__GIVEN RECORDS__
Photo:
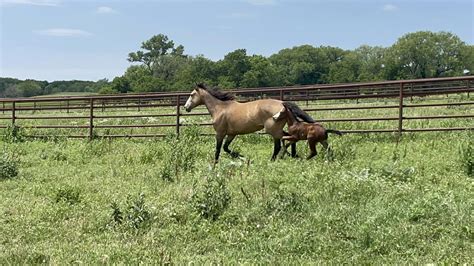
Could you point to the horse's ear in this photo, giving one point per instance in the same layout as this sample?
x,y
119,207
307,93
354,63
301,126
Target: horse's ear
x,y
201,86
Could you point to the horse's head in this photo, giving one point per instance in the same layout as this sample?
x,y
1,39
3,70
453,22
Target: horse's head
x,y
195,99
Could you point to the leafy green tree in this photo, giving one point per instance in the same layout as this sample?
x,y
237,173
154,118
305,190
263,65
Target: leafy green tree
x,y
425,54
29,88
467,59
197,69
306,64
153,49
140,80
346,70
262,73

__TASK DETAILS__
Give back each of the records above word for word, apart from the pictures.

__ANSWER FOR THE TASK__
Photo:
Could you point to the horse's ear in this photo, giving one point per instance in the same layout as this sample?
x,y
119,207
307,93
354,63
301,126
Target: horse's ear
x,y
201,86
Could you point to the horse's head in this photo, giving one point per instance in the same layout as this sample?
x,y
1,39
3,70
453,22
Target: horse's head
x,y
195,99
Could you point to the leafy green tree in this photo, giving one point per instance in the same layout as this sample?
x,y
237,173
154,118
305,190
263,65
Target: leafy green tree
x,y
425,54
29,88
467,59
197,69
306,64
153,49
140,80
346,70
262,73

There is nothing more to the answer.